**AIM OF THE TASK:**
Copy, word for word, the stretch of rows from the line containing "[mark] black sneaker" through the end of the rows.

**** MATERIAL PROVIDED

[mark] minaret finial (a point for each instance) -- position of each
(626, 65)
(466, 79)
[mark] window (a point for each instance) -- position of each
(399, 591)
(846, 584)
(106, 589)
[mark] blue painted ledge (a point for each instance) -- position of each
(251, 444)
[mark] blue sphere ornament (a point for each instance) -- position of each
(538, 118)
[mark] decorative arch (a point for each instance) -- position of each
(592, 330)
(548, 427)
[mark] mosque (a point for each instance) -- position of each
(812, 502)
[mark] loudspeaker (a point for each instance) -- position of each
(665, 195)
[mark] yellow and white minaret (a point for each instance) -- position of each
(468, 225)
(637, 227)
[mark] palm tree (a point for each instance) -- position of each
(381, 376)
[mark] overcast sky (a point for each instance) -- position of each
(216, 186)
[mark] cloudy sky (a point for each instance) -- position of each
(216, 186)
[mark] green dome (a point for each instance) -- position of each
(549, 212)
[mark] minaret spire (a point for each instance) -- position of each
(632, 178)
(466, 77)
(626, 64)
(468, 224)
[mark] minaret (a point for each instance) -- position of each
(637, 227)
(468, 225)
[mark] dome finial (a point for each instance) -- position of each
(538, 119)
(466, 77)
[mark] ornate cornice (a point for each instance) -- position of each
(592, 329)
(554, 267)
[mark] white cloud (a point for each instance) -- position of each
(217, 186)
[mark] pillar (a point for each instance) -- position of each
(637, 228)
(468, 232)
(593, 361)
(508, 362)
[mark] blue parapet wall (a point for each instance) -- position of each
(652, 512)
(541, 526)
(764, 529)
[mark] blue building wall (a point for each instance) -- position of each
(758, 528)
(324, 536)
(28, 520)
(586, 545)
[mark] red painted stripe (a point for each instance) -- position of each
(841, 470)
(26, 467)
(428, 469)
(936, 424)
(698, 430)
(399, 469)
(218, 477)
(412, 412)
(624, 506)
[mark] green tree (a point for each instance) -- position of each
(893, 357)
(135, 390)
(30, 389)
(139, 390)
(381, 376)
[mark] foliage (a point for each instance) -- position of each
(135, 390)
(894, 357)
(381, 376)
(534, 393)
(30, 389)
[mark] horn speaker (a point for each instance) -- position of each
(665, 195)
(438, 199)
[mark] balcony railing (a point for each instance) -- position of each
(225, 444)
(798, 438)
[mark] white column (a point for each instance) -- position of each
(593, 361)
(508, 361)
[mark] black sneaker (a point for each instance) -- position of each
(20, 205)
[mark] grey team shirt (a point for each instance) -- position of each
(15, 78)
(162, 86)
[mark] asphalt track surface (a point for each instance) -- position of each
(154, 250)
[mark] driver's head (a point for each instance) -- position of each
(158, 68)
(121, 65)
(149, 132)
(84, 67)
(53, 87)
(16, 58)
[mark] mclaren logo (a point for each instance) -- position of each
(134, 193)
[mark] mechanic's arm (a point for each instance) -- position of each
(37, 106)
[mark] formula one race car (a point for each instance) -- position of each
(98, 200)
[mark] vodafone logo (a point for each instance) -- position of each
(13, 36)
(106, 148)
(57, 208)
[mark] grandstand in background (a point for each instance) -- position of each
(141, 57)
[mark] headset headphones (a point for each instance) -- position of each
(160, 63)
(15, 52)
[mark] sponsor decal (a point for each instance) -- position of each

********

**THE RESULT:**
[mark] black sneaker (a point for each instance) -- position of each
(20, 205)
[mark] grey team shirt (a point for each instance) -- position of each
(15, 78)
(162, 86)
[mark] asphalt track surface (a point for each instance) -- position of each
(154, 250)
[mark] driver's head (a point for each instance) -- position of each
(158, 68)
(121, 65)
(149, 132)
(84, 67)
(53, 87)
(16, 58)
[mark] mclaren logo (a point for each instance) -- position of each
(134, 193)
[mark] mechanic's arm (a point for each instance) -- position of each
(37, 106)
[mark] formula one race car (a point for each instance) -- position of each
(98, 200)
[mark] vodafone logo (a point for each instance) -- position of each
(13, 36)
(106, 148)
(57, 208)
[mark] grandstand in background (a point for each instance) -- position of each
(141, 57)
[mark] headset headphones (a point for each instance) -- position of each
(160, 63)
(15, 52)
[mark] sponsor decal (a point for each instance) -- position of each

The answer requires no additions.